-- start Excerpted records --
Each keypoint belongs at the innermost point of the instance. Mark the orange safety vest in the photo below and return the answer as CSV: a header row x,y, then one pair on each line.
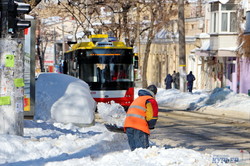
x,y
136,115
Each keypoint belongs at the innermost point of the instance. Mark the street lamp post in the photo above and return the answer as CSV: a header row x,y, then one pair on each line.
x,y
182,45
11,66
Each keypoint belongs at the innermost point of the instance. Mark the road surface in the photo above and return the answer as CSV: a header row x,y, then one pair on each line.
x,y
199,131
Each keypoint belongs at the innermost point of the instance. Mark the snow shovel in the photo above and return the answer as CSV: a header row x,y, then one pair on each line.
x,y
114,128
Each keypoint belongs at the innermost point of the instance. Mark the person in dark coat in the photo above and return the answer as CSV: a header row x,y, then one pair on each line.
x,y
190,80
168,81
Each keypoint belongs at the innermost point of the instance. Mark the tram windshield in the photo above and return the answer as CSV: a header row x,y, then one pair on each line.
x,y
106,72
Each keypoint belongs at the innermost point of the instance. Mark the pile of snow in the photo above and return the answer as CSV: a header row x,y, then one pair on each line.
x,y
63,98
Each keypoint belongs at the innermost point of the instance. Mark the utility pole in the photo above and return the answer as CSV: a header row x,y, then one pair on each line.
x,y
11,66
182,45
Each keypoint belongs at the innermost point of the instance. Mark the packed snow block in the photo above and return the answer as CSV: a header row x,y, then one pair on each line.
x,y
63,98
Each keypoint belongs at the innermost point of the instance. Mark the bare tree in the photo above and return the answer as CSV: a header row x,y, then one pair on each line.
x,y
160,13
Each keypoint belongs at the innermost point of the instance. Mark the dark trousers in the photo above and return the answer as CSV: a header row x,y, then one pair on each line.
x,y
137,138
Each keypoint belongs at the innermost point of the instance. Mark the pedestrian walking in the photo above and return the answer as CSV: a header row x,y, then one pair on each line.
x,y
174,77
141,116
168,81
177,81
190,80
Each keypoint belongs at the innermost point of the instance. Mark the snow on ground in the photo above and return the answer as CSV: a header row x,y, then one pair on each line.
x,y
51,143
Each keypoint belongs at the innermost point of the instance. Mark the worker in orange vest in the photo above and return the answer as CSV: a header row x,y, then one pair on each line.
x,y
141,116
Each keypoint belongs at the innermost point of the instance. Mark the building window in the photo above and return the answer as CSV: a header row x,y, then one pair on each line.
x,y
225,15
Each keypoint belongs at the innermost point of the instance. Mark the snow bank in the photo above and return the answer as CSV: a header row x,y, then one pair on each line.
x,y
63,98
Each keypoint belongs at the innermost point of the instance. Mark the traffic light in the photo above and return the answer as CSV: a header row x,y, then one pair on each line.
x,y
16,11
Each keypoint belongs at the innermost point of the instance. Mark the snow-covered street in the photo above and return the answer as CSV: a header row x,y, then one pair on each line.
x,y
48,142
-- end Excerpted records --
-- start Excerpted records --
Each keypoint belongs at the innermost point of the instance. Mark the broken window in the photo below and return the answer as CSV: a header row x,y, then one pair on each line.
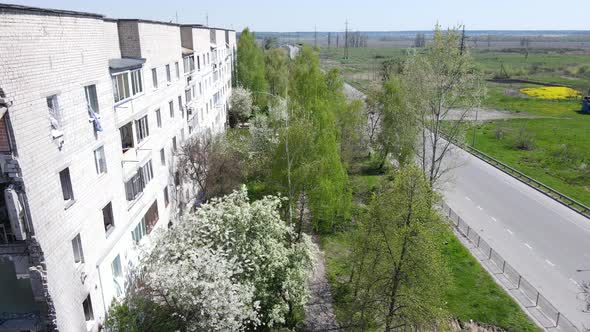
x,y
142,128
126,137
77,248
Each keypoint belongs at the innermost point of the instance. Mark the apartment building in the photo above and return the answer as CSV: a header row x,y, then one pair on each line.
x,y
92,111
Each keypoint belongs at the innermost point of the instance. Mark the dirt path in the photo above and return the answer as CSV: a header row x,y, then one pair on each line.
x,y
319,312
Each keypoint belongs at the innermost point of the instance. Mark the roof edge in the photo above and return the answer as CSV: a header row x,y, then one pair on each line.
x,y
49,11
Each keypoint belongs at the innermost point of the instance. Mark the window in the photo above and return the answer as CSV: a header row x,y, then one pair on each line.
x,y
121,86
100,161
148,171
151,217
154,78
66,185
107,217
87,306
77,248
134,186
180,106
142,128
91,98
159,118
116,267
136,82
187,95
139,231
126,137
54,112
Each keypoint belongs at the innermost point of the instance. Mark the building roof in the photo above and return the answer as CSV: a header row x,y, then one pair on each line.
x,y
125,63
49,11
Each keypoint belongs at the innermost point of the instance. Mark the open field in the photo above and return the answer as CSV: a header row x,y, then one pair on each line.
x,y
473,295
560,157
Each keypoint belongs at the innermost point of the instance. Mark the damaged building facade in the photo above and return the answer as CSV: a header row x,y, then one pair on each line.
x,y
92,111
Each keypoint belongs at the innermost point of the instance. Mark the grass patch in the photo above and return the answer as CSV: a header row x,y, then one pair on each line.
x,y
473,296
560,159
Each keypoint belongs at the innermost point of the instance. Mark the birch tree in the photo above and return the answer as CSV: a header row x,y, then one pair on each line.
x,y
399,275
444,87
-- end Excerpted records --
-- start Excerpted records --
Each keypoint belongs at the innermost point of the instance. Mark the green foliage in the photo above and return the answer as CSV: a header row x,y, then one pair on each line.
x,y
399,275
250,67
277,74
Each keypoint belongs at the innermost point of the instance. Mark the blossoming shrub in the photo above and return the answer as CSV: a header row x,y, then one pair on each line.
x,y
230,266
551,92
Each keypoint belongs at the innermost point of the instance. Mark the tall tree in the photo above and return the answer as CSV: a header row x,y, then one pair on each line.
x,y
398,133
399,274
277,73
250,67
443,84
-- end Excerpted records --
# Request:
Extract every line from the rows above that contains the word "roof". Treat uppercase and lowercase as different.

# The solution:
Each keypoint belongs at the innermost point of the instance. Mark the roof edge in the photo above and return the answer as CSV: a header row x,y, then one pair on each line.
Each keypoint belongs at the innermost point of the instance. Mark the building roof in the photo above and return the answer as CSV: a header row x,y, then one pair on each line.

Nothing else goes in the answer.